* **PROBLEMS TO SOLVE**
1. From the street photography thread, reproduce the passage that begins at the words "## Derrel (Dec" and ends after the words "otherprof (Dec 15, 2015)".
2. List the usernames of everyone who posted in the street photography thread.

* **QUOTED TEXT**
• • •
# How Would You Handle The Situation?



## SoulfulRecover (Dec 15, 2015)

These 2 Street Photographers Deal with Angry People in Very Different Ways

Who's right? Who's wrong? What would you have done?


----------



## 480sparky (Dec 15, 2015)

There is no 'right' or 'wrong'. Each situation is different.


----------



## Derrel (Dec 15, 2015)

Gotta play things by ear. The first guy's video was interesting. The way he told the angry fellow "F*** you!" was a good way to basically pop the all puffed up balloon of the dude he photographed. I dunno...the first guy was standing there, shooting pictures from very close, jamming the camera in the face of people, Bruce Gilden style...I find that kind of an asshole type of street shooting.


----------



## otherprof (Dec 15, 2015)

SoulfulRecover said:


> These 2 Street Photographers Deal with Angry People in Very Different Ways
> 
> Who's right? Who's wrong? What would you have done?


Not bad. Only two of the people shown were idiots - Jines and the guard.  Of the two, Jines is the dangerous one. The guard seemed just bluster, but who know? But Jines presents himself as a teacher and tells his students to escalate confrontations because the law is on their side.  I suppose the law is on the side of every murder or assault victim.


----------



## vintagesnaps (Dec 15, 2015)

Here's what I did... looked up both of these guys.

Second one first, because there's not much there - why is the camera upside down?? lol because he seems to just be carrying it around while something is beeping and backing up... we don't see what happened or what was going on. Not that the security guard should yell and cuss at someone - but if something like that happens then go in or contact the business in that building and report it to them. How else can they do something about their security guard's behavior if it isn't reported?

First one - here is the video that shows him prepping(?) for the recording on the street corner. Notice what's happening down the street while he's talking at the camera - and there goes the photo op! right past him. lol And there's interesting graffiti and brickwork etc. that would have made for some interesting photos if he would instruct people to look around and notice what's out there on the street.





Then I found his website - he has a place for donations? I don't think he's a charity... And has a disclaimer that he gets a commission from items he promotes. And he mentions his workshop at the end of the video.

(edit - And recommending to tell people to f- off might be a good way to get somebody hurt - he at least has someone else with him recording video, if you're out there by yourself you don't know anything about someone you encounter, they could be using drugs or involved in illegal activities etc. so maybe aren't going to be receptive to having their photos taken much less you telling them where to get off.)

What's the point of being out on that busy street corner?? Look across the street, a Starbucks and other shops, everybody's walking by with coffee (although not necessarily from that direction! so I suppose there are shops on this side of the street too) - how many of them are tourists??

This seems to be about self promotion as much as anything. More Youtube millionaires in the making! lol


----------



## jcdeboever (Dec 15, 2015)

I would not back down to any one, knowing my rights, but at the same time he is getting pretty close, he may consider a zoom with his attitude. Do that in Detroit and you WILL get hurt. Additionally, he was being brave because a camera was filming. Go naked in Detroit and with that attitude, a prime, and you may end up in a dumpster in an alley. I'm just saying...
• • •
* **RECORDS SHOWN**
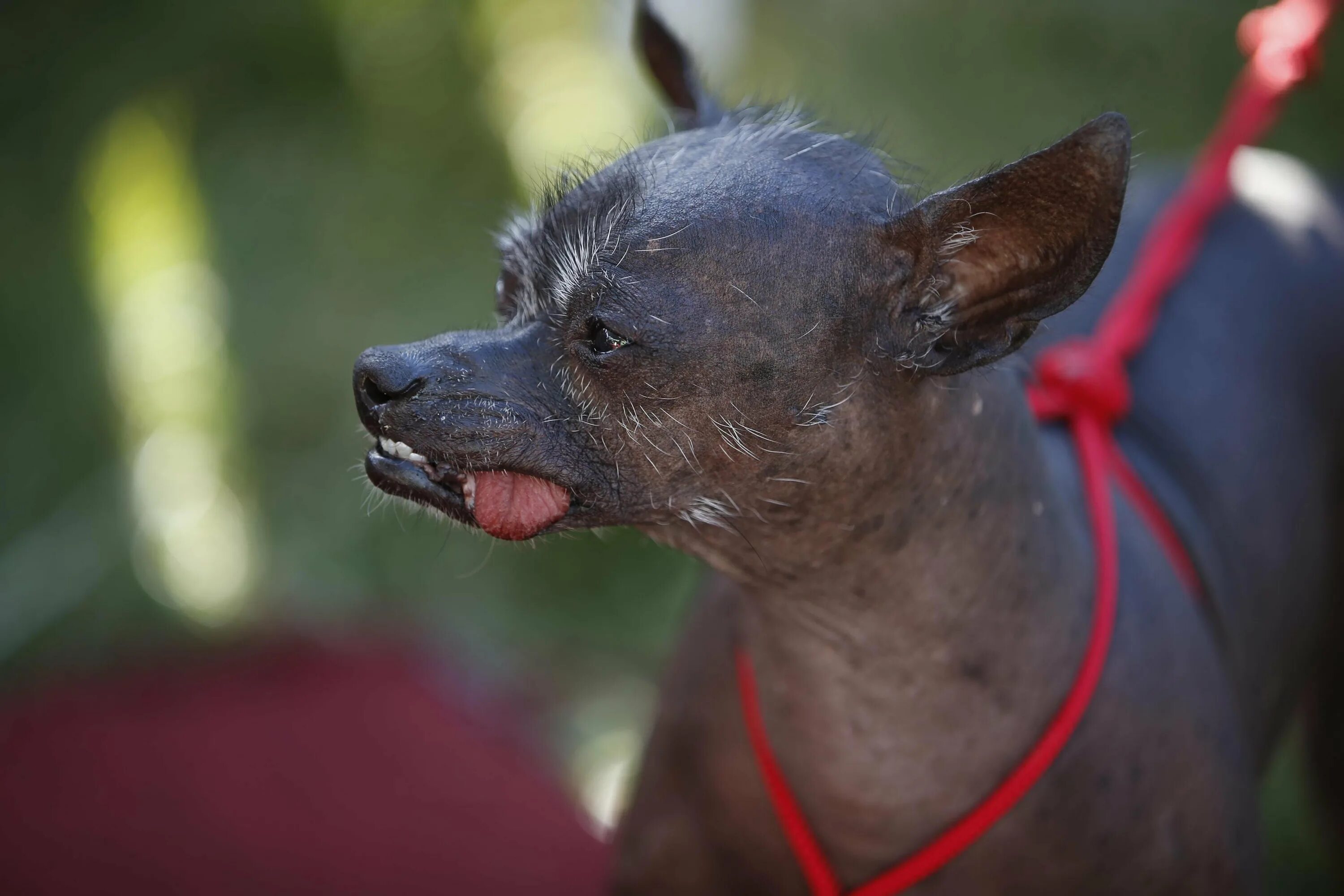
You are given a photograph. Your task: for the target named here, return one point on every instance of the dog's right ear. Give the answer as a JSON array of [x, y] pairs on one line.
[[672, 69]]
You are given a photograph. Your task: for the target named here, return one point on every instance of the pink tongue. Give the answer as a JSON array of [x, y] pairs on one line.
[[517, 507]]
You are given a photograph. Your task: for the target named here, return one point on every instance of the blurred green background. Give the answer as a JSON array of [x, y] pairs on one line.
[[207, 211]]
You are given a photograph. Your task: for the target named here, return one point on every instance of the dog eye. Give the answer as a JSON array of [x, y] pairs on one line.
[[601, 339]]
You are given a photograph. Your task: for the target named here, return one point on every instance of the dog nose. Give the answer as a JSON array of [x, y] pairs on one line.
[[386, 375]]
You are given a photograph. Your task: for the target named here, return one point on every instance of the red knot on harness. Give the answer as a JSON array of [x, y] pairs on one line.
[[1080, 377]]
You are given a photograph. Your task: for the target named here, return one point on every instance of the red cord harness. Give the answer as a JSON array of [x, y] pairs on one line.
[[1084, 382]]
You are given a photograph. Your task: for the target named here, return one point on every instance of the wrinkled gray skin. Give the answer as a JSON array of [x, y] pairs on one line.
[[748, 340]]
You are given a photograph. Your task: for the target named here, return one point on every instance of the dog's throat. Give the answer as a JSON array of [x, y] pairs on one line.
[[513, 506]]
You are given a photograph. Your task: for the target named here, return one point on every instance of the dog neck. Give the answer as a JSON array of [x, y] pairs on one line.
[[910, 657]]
• • •
* **SOLUTIONS IN ORDER**
1.
## Derrel (Dec 15, 2015)

Gotta play things by ear. The first guy's video was interesting. The way he told the angry fellow "F*** you!" was a good way to basically pop the all puffed up balloon of the dude he photographed. I dunno...the first guy was standing there, shooting pictures from very close, jamming the camera in the face of people, Bruce Gilden style...I find that kind of an asshole type of street shooting.


----------



## otherprof (Dec 15, 2015)

2. SoulfulRecover, 480sparky, Derrel, otherprof, vintagesnaps, jcdeboever